Records provided Block Start
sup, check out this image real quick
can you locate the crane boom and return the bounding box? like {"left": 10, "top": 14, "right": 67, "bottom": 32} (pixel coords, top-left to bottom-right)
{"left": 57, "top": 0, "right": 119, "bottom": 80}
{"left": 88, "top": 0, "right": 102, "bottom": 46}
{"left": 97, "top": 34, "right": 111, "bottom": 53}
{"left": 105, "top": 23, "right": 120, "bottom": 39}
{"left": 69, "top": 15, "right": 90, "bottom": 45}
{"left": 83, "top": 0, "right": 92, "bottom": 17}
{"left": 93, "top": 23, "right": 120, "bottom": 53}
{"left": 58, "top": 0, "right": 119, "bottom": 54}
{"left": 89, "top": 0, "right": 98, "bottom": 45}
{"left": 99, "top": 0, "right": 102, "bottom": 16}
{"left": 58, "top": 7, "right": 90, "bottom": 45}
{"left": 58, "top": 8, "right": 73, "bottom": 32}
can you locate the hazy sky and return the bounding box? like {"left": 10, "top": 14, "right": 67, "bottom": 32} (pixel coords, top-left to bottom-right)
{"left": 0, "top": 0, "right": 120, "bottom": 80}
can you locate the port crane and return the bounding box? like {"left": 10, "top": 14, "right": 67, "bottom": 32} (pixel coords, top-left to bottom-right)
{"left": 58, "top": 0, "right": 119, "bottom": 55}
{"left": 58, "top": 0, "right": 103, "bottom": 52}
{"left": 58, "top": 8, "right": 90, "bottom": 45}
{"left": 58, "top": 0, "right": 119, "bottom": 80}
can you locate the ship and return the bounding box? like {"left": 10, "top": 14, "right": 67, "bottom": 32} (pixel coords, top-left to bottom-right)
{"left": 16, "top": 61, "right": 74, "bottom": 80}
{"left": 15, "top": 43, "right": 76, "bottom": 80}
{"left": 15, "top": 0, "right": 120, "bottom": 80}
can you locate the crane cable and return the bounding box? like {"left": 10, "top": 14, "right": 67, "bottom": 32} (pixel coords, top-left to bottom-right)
Records provided Block End
• [Your task]
Write the records out again. Each one must match exactly.

• [Response]
sup, check out this image real quick
can you locate the crane boom and return the bounding box? like {"left": 10, "top": 14, "right": 67, "bottom": 32} (pixel coords, top-left to bottom-right)
{"left": 57, "top": 0, "right": 119, "bottom": 80}
{"left": 88, "top": 0, "right": 102, "bottom": 46}
{"left": 97, "top": 34, "right": 111, "bottom": 53}
{"left": 105, "top": 23, "right": 120, "bottom": 39}
{"left": 69, "top": 15, "right": 90, "bottom": 45}
{"left": 83, "top": 0, "right": 92, "bottom": 17}
{"left": 93, "top": 23, "right": 120, "bottom": 53}
{"left": 58, "top": 0, "right": 119, "bottom": 54}
{"left": 89, "top": 0, "right": 98, "bottom": 45}
{"left": 99, "top": 0, "right": 102, "bottom": 16}
{"left": 58, "top": 7, "right": 90, "bottom": 45}
{"left": 58, "top": 8, "right": 73, "bottom": 32}
can you locate the hazy sky and return the bounding box? like {"left": 10, "top": 14, "right": 67, "bottom": 32} (pixel coords, top-left to bottom-right)
{"left": 0, "top": 0, "right": 120, "bottom": 80}
can you locate the port crane and return the bounding box? like {"left": 10, "top": 14, "right": 67, "bottom": 32} (pixel coords, top-left to bottom-right)
{"left": 58, "top": 0, "right": 119, "bottom": 55}
{"left": 58, "top": 0, "right": 103, "bottom": 52}
{"left": 58, "top": 8, "right": 90, "bottom": 45}
{"left": 58, "top": 0, "right": 119, "bottom": 80}
can you locate the ship and return the bounding box? like {"left": 10, "top": 14, "right": 67, "bottom": 32} (pixel coords, top-left to bottom-right)
{"left": 16, "top": 61, "right": 74, "bottom": 80}
{"left": 15, "top": 43, "right": 76, "bottom": 80}
{"left": 15, "top": 0, "right": 120, "bottom": 80}
can you locate the crane cable and return the bounding box? like {"left": 10, "top": 14, "right": 67, "bottom": 32} (pixel coords, top-left to bottom-right)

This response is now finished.